Dataset items:
-- -- --

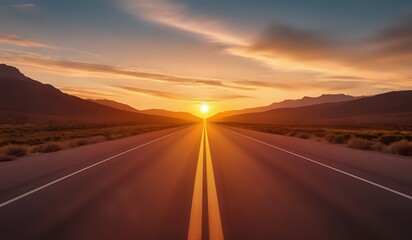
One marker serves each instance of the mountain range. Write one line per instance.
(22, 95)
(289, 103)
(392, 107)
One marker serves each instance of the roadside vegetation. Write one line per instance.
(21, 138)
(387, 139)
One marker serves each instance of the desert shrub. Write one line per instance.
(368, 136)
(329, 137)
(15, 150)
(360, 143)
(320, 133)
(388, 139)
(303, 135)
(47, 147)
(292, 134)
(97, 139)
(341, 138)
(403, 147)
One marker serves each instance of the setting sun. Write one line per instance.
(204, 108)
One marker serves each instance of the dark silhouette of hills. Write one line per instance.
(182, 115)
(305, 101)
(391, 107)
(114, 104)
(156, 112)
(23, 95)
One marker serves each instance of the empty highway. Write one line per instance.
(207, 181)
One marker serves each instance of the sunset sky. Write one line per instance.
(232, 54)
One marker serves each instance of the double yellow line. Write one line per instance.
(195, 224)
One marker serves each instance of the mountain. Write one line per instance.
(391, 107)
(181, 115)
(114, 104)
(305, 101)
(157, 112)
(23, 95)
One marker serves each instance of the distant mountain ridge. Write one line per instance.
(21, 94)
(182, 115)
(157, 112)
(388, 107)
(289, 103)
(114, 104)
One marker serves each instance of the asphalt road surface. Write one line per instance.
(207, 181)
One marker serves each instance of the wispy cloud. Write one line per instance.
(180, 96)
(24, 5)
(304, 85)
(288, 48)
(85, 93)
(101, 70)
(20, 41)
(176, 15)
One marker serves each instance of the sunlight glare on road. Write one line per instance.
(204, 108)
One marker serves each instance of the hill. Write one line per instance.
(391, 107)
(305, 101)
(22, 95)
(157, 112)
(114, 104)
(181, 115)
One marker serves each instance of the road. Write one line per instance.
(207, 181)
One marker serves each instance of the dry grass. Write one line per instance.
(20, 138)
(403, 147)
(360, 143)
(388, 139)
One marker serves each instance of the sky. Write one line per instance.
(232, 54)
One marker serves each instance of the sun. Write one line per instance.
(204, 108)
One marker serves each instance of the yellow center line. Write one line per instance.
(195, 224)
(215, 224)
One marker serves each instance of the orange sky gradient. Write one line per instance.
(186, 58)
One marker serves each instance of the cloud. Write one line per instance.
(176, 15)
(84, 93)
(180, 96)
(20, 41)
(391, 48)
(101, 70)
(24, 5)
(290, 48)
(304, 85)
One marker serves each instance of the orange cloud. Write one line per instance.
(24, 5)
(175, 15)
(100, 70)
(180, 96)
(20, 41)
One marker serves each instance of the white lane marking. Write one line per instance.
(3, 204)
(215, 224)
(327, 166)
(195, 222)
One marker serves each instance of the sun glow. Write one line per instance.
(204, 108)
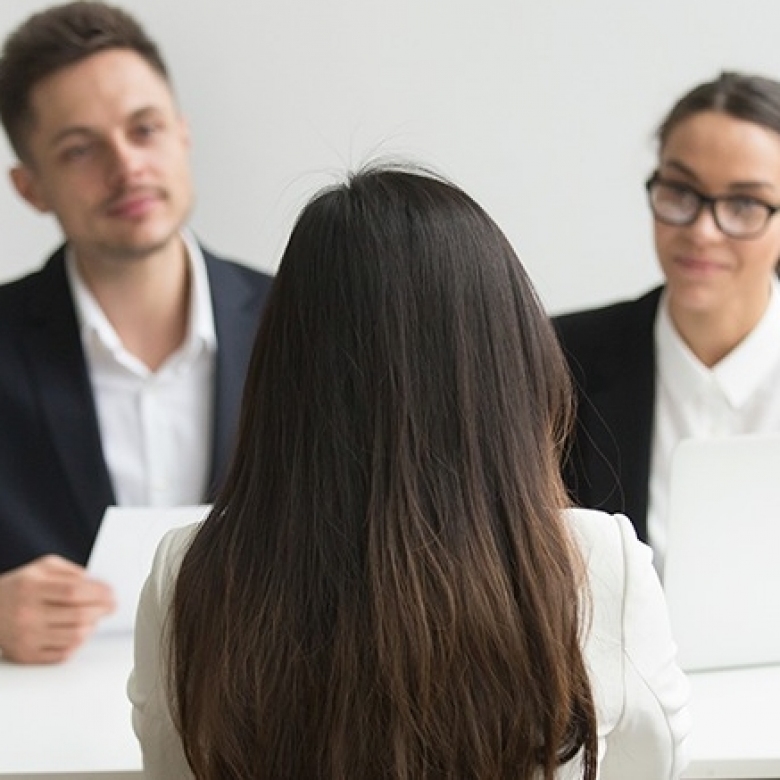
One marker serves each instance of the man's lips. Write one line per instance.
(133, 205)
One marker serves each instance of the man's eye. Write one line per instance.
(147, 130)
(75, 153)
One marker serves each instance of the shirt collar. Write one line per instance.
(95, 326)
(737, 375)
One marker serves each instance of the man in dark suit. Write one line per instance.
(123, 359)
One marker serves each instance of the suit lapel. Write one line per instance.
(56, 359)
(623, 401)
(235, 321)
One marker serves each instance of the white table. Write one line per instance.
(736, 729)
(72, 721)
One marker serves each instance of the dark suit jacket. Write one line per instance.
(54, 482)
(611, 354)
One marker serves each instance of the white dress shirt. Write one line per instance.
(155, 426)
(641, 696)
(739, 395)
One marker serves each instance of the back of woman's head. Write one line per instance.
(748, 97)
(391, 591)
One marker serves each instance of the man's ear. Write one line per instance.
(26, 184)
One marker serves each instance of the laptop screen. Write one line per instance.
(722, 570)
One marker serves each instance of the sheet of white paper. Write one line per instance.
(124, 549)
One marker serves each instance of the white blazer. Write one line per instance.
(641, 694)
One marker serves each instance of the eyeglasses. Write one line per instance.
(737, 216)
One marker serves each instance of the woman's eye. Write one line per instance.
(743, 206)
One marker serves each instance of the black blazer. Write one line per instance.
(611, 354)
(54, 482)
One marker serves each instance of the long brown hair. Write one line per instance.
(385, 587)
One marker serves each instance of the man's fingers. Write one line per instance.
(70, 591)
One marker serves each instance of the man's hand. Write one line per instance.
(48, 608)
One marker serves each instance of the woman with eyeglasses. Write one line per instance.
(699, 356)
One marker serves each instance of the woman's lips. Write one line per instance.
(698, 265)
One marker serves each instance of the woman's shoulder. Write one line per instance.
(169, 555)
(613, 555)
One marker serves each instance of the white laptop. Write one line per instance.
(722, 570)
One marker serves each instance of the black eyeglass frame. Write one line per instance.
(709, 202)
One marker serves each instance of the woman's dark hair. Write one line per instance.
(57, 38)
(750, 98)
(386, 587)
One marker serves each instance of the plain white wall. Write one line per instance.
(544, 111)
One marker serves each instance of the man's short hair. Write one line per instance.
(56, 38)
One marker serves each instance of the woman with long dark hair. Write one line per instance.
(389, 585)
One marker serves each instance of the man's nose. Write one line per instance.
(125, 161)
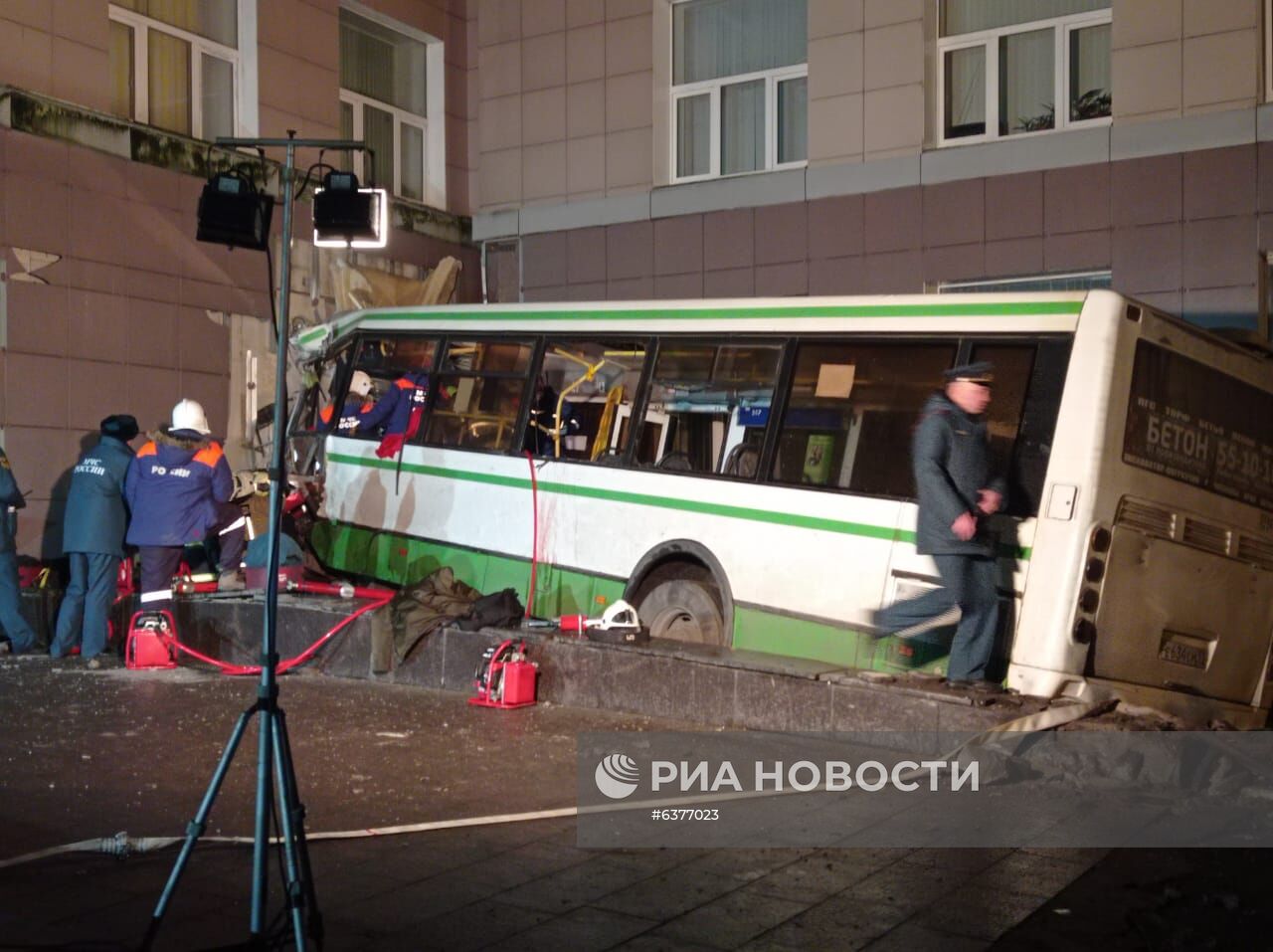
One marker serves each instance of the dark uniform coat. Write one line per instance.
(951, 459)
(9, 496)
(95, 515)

-- -- --

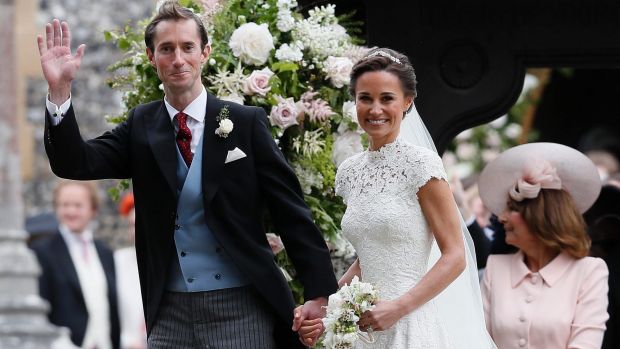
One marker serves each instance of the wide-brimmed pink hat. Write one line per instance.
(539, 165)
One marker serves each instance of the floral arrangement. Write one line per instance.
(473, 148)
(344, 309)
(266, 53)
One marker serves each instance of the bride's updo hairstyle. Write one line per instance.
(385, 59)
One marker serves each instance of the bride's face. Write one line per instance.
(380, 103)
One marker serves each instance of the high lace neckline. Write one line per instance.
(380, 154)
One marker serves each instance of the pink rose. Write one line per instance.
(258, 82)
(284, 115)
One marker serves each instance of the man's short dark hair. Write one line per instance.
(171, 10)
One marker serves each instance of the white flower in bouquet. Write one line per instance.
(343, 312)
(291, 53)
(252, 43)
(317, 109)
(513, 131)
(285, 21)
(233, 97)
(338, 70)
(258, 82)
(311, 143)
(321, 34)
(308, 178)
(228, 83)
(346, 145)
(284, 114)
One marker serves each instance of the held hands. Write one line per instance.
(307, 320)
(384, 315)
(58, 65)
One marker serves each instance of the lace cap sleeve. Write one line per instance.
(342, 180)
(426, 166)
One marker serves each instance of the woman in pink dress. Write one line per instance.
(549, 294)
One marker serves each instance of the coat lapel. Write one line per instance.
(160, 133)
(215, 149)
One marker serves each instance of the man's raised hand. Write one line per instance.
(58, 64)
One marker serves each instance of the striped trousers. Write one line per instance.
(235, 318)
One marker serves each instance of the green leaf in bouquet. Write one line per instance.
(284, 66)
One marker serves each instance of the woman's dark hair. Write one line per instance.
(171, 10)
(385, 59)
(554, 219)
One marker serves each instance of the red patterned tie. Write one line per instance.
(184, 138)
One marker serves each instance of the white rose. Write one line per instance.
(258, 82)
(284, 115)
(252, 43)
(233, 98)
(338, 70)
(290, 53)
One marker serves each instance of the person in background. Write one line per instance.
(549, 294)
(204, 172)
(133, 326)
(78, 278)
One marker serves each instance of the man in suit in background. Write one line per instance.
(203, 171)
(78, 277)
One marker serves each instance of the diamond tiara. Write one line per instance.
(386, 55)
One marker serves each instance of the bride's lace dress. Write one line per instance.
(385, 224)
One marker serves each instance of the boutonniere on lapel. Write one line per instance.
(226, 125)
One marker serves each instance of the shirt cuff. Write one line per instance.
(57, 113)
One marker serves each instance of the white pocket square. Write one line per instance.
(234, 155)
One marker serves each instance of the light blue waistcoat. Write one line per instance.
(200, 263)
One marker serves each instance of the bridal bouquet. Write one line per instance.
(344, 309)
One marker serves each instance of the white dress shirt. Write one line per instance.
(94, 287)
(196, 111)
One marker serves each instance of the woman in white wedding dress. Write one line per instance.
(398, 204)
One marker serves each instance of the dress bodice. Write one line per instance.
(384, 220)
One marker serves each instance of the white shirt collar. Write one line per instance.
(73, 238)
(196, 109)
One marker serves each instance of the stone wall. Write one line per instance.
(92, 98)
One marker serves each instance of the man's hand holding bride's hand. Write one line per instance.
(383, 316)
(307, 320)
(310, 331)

-- -- --

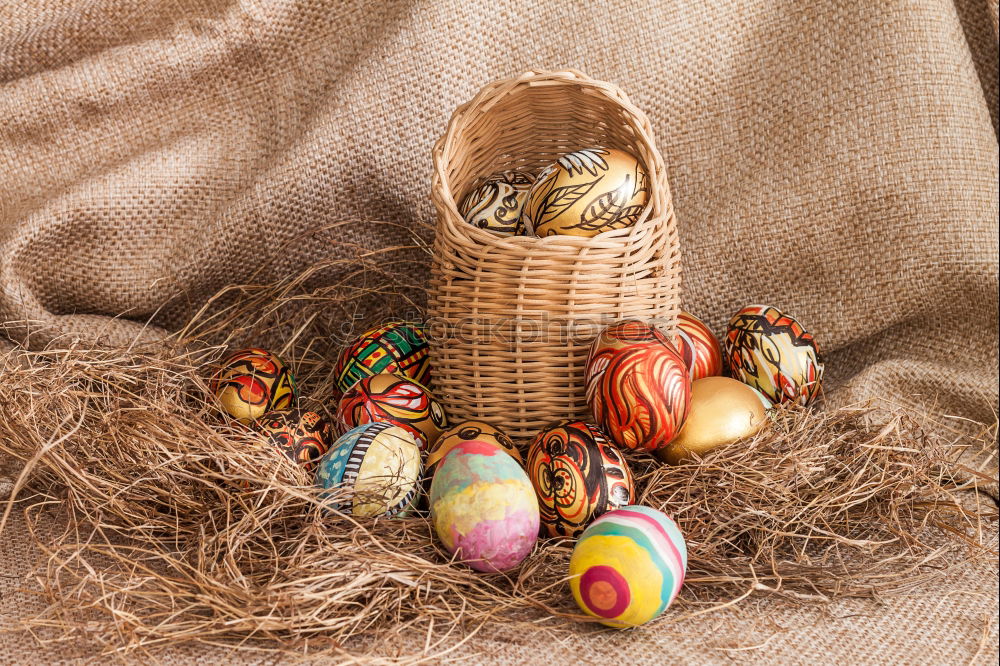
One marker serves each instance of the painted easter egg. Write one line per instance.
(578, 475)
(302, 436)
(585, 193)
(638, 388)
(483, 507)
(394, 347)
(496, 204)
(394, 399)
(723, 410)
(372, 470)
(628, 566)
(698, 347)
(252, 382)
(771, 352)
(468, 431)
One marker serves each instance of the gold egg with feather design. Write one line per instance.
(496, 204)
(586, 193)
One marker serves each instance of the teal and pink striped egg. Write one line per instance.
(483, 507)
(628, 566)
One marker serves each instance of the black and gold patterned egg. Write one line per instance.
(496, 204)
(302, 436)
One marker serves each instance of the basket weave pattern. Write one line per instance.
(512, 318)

-- -- --

State how many of the lines above contain the string "patterned", treating case as significant. Reply with the number alone.

• Result for this exercise:
2